**Activity**: Copy every line below where the string "black" is found.

**Extracted entries**:
* * * * * * *

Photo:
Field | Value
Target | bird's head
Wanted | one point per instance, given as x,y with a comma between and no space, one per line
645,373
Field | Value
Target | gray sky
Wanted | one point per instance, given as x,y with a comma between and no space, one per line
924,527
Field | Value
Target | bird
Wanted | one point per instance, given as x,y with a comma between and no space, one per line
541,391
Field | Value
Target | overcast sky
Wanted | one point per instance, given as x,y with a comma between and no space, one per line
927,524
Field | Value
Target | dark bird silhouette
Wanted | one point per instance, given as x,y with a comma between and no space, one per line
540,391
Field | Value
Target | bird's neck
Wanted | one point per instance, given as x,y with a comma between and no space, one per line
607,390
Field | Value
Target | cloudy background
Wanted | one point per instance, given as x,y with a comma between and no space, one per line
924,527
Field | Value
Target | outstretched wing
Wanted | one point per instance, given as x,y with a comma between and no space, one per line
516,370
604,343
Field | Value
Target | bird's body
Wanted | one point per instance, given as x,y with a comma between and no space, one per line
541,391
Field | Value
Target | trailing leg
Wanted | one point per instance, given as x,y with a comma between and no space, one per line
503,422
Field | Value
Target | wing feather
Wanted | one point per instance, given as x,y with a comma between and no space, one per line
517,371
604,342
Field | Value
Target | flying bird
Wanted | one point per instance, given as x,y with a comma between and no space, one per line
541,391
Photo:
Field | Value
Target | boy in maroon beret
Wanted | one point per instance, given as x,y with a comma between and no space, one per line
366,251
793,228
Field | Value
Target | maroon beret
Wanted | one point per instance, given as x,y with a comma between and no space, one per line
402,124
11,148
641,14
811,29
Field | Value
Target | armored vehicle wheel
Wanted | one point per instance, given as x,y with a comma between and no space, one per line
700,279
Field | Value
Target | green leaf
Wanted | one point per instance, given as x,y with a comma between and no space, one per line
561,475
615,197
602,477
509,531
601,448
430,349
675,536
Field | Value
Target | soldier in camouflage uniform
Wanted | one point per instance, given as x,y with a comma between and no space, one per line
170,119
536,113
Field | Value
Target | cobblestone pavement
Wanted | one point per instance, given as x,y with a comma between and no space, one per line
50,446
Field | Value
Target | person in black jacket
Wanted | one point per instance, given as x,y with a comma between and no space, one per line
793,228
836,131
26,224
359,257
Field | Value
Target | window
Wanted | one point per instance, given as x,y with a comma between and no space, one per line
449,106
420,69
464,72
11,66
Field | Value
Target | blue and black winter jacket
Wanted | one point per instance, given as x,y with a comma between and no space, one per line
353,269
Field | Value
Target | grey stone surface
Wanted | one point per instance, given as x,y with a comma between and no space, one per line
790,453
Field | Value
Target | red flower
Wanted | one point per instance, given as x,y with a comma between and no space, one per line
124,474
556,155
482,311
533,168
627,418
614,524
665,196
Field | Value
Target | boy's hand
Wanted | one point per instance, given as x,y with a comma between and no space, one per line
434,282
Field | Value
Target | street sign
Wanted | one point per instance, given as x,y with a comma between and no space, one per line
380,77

* * * * * * *

**Task result**:
Target | person in black jacket
Target | blue and black winter jacket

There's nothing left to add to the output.